## Aim
Which lines below contain the word "tree"? Locate each one and copy it out.

## Records for the exercise

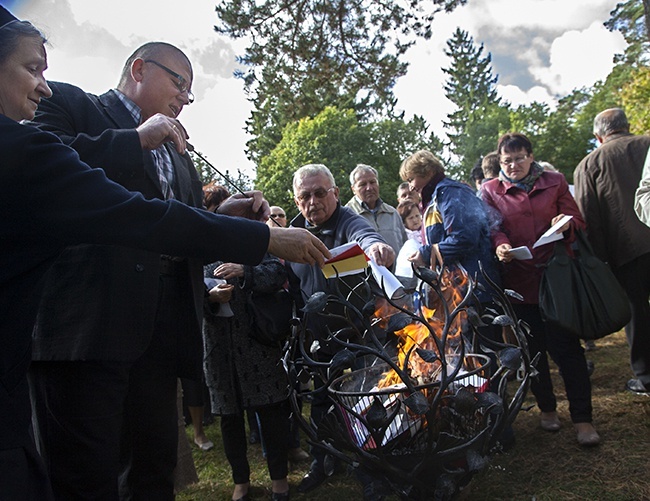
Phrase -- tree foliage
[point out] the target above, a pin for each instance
(339, 140)
(480, 116)
(208, 174)
(305, 55)
(632, 19)
(635, 97)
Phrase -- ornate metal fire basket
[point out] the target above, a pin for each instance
(421, 387)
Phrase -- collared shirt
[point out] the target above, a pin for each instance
(160, 155)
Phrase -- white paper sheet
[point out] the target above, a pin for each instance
(551, 234)
(402, 264)
(521, 253)
(392, 286)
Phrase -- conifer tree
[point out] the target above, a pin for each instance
(480, 116)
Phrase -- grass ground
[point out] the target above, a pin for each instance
(542, 466)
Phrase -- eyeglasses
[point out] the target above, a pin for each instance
(510, 161)
(181, 84)
(319, 193)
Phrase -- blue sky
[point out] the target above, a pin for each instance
(541, 50)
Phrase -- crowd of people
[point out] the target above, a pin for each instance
(106, 299)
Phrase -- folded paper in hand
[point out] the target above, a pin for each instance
(551, 235)
(348, 259)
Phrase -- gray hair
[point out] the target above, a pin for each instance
(11, 35)
(610, 121)
(311, 170)
(150, 50)
(362, 168)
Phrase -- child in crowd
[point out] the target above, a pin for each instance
(412, 220)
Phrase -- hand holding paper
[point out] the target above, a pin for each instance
(551, 235)
(347, 259)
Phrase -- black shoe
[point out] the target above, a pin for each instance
(311, 480)
(254, 437)
(636, 386)
(590, 367)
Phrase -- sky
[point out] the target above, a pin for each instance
(541, 50)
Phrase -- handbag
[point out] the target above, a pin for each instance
(271, 316)
(581, 294)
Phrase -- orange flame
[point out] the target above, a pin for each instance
(417, 335)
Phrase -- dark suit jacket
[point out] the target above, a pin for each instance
(49, 199)
(99, 302)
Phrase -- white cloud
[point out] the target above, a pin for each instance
(516, 96)
(90, 41)
(580, 58)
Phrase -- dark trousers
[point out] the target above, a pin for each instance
(274, 429)
(111, 428)
(22, 475)
(567, 352)
(634, 277)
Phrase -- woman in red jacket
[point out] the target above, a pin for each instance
(530, 201)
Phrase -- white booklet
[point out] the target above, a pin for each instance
(551, 235)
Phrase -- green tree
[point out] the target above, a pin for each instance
(480, 117)
(208, 174)
(635, 97)
(308, 54)
(632, 19)
(339, 140)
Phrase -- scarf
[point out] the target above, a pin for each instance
(527, 182)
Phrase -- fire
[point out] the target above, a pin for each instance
(417, 335)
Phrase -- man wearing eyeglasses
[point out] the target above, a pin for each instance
(117, 326)
(317, 197)
(364, 183)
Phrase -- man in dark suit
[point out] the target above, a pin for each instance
(117, 326)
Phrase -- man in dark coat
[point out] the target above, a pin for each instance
(117, 326)
(605, 183)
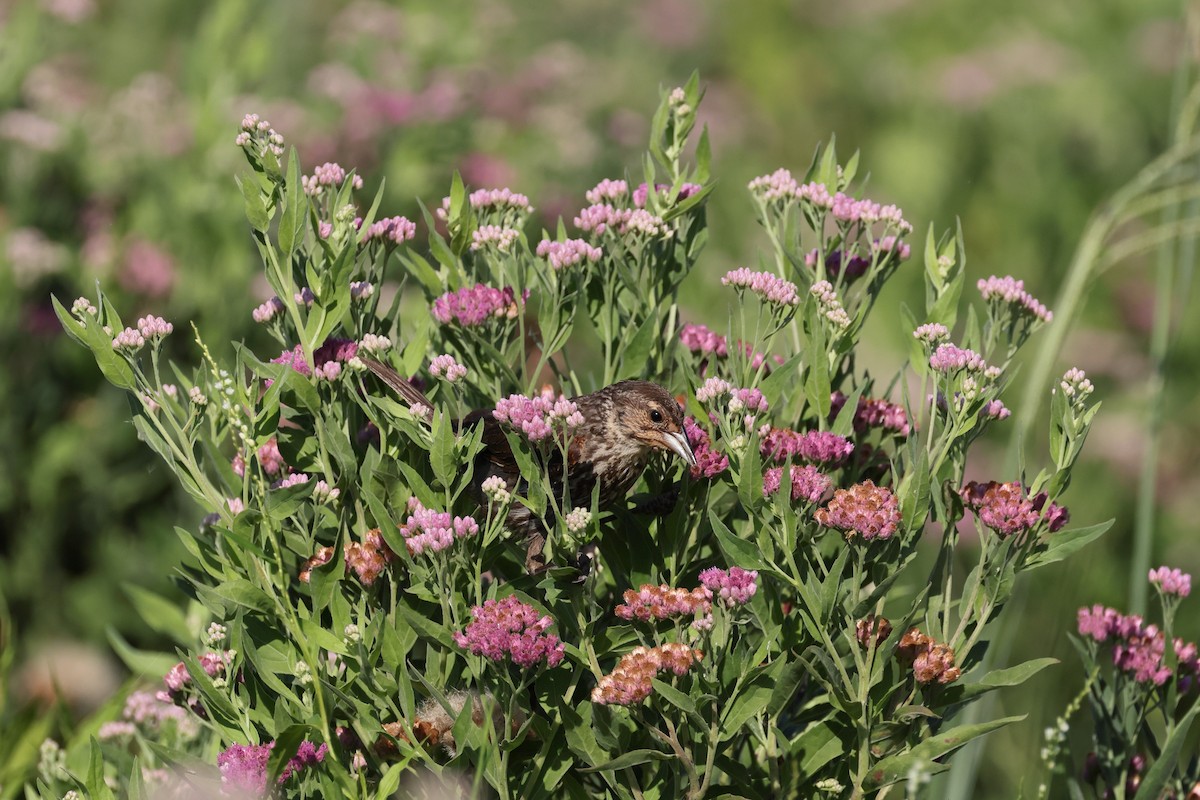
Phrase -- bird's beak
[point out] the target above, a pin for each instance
(677, 443)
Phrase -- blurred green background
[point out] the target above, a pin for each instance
(117, 166)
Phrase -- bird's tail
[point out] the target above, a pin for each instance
(411, 394)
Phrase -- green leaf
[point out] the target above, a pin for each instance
(1066, 542)
(159, 613)
(631, 758)
(295, 206)
(738, 552)
(895, 768)
(1155, 781)
(995, 679)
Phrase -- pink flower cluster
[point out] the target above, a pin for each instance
(1012, 292)
(444, 366)
(808, 483)
(735, 585)
(814, 446)
(948, 358)
(864, 510)
(391, 229)
(244, 767)
(562, 254)
(475, 305)
(651, 603)
(268, 311)
(631, 680)
(873, 413)
(510, 629)
(1008, 511)
(1138, 648)
(1171, 582)
(328, 174)
(769, 287)
(497, 235)
(427, 530)
(538, 416)
(709, 462)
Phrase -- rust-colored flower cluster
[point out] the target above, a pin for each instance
(931, 662)
(651, 603)
(863, 510)
(630, 681)
(367, 559)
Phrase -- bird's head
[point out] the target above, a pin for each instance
(648, 414)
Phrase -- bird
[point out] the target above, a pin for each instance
(624, 423)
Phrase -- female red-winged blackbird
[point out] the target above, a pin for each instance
(623, 423)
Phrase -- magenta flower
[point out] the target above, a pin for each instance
(735, 585)
(771, 288)
(808, 483)
(472, 306)
(948, 358)
(864, 510)
(539, 416)
(1008, 290)
(1171, 582)
(510, 629)
(427, 530)
(444, 366)
(709, 462)
(571, 252)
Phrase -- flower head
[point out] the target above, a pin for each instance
(863, 510)
(510, 629)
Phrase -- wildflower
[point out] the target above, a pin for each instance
(1012, 292)
(631, 680)
(324, 493)
(815, 446)
(699, 338)
(864, 509)
(444, 366)
(562, 254)
(367, 559)
(771, 288)
(651, 603)
(502, 238)
(395, 230)
(709, 463)
(472, 306)
(83, 306)
(735, 585)
(328, 174)
(375, 343)
(873, 627)
(129, 341)
(931, 332)
(433, 530)
(1007, 510)
(808, 483)
(606, 190)
(538, 416)
(496, 489)
(577, 519)
(510, 629)
(713, 389)
(778, 186)
(831, 307)
(1171, 582)
(948, 358)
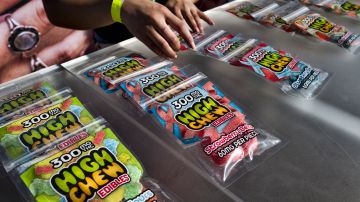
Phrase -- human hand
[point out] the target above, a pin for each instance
(185, 9)
(152, 24)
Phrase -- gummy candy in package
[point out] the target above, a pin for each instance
(341, 7)
(247, 9)
(198, 38)
(214, 127)
(90, 165)
(220, 44)
(28, 134)
(108, 76)
(280, 17)
(321, 28)
(144, 86)
(24, 101)
(292, 74)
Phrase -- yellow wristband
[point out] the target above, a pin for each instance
(116, 10)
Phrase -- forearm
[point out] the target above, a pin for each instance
(79, 14)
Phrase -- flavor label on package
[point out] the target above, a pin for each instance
(276, 66)
(149, 86)
(318, 26)
(222, 46)
(11, 104)
(344, 7)
(30, 133)
(244, 9)
(195, 112)
(97, 167)
(106, 75)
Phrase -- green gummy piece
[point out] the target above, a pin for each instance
(132, 190)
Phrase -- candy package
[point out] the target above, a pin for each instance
(104, 75)
(23, 136)
(198, 38)
(280, 17)
(341, 7)
(292, 74)
(250, 9)
(90, 165)
(144, 86)
(23, 101)
(220, 44)
(198, 112)
(321, 28)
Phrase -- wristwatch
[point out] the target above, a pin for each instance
(22, 38)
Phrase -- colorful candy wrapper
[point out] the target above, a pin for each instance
(201, 113)
(292, 74)
(24, 101)
(320, 27)
(220, 45)
(28, 134)
(341, 7)
(107, 75)
(244, 9)
(279, 17)
(143, 87)
(91, 165)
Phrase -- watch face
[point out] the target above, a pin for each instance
(23, 38)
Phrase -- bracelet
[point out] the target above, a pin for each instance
(116, 10)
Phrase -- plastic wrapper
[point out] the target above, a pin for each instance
(292, 74)
(104, 75)
(250, 9)
(320, 27)
(22, 102)
(198, 112)
(220, 44)
(30, 133)
(280, 16)
(341, 7)
(90, 165)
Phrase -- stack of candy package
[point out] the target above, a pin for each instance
(292, 75)
(201, 118)
(56, 151)
(294, 17)
(341, 7)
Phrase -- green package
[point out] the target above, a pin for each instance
(13, 102)
(30, 133)
(92, 165)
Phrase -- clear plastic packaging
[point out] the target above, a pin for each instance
(280, 17)
(144, 86)
(23, 136)
(198, 112)
(292, 74)
(251, 9)
(91, 164)
(320, 27)
(341, 7)
(220, 44)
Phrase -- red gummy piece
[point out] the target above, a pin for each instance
(66, 104)
(15, 128)
(43, 170)
(99, 137)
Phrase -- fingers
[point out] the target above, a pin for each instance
(190, 19)
(165, 31)
(205, 18)
(181, 27)
(161, 43)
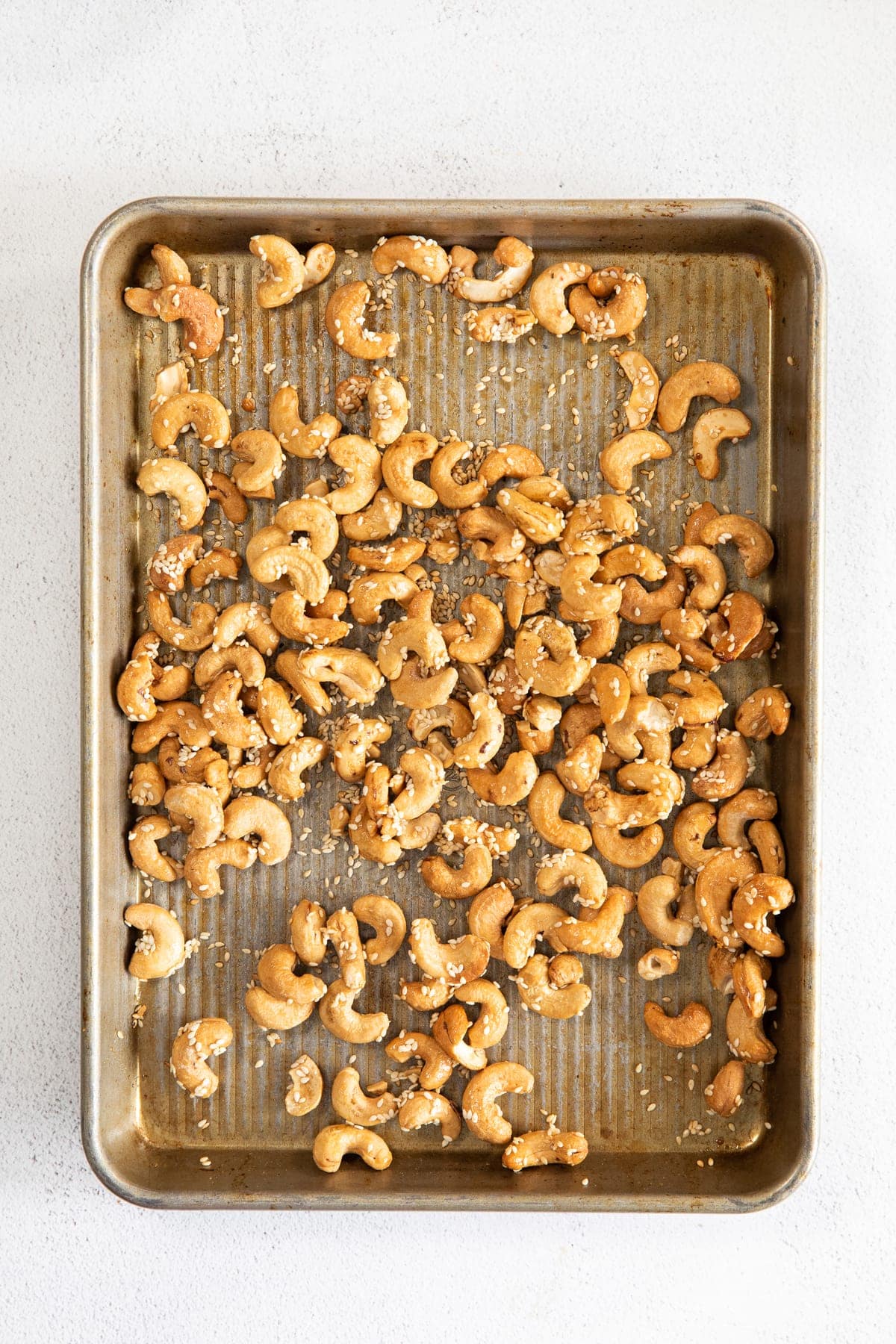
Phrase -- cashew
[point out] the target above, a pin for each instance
(426, 1108)
(703, 378)
(547, 296)
(334, 1142)
(193, 1046)
(480, 1107)
(544, 995)
(343, 1021)
(305, 1086)
(543, 1147)
(512, 255)
(160, 948)
(688, 1028)
(344, 320)
(437, 1066)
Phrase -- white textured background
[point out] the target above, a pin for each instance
(101, 104)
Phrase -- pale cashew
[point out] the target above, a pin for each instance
(414, 1045)
(193, 1046)
(334, 1142)
(287, 768)
(541, 992)
(718, 880)
(428, 1108)
(703, 378)
(160, 948)
(547, 296)
(399, 463)
(354, 1105)
(343, 1021)
(264, 819)
(512, 255)
(146, 855)
(543, 1147)
(688, 1028)
(293, 435)
(766, 712)
(179, 482)
(388, 922)
(754, 544)
(202, 867)
(546, 800)
(344, 319)
(645, 388)
(755, 902)
(503, 323)
(612, 304)
(729, 769)
(305, 1086)
(726, 1092)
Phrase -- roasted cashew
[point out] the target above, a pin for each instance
(547, 296)
(703, 378)
(414, 1045)
(512, 255)
(543, 1147)
(305, 1086)
(193, 1046)
(754, 544)
(480, 1107)
(688, 1028)
(344, 320)
(334, 1142)
(343, 1021)
(541, 992)
(160, 948)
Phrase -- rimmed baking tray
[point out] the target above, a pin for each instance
(731, 280)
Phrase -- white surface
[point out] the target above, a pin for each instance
(793, 102)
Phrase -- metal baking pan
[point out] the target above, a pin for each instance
(738, 281)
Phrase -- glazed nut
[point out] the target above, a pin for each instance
(335, 1142)
(480, 1107)
(688, 1028)
(703, 378)
(190, 1053)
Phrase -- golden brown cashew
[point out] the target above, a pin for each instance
(703, 378)
(264, 819)
(754, 544)
(480, 1107)
(354, 1105)
(688, 1028)
(718, 880)
(512, 255)
(388, 922)
(180, 483)
(766, 712)
(334, 1142)
(294, 436)
(547, 296)
(543, 1147)
(726, 1092)
(160, 948)
(503, 323)
(146, 855)
(193, 1046)
(712, 429)
(202, 867)
(305, 1086)
(428, 1108)
(541, 994)
(414, 1045)
(344, 319)
(343, 1021)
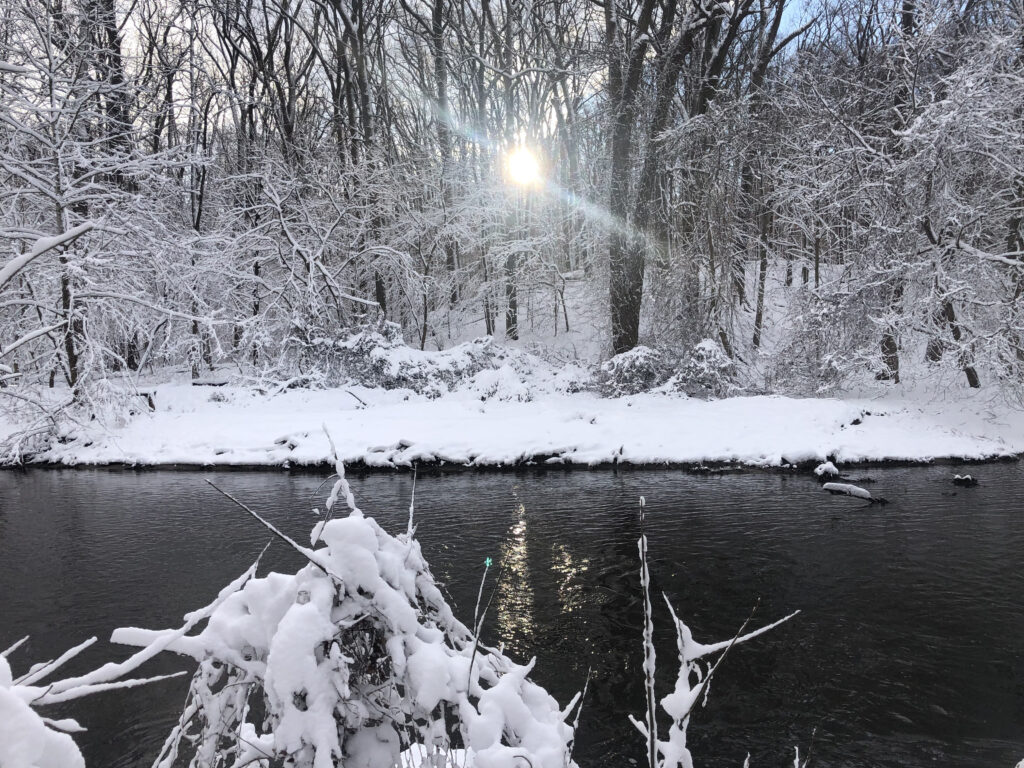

## The output
Phrase -- tree foliage
Phrase -- conifer tree
Phrase -- green tree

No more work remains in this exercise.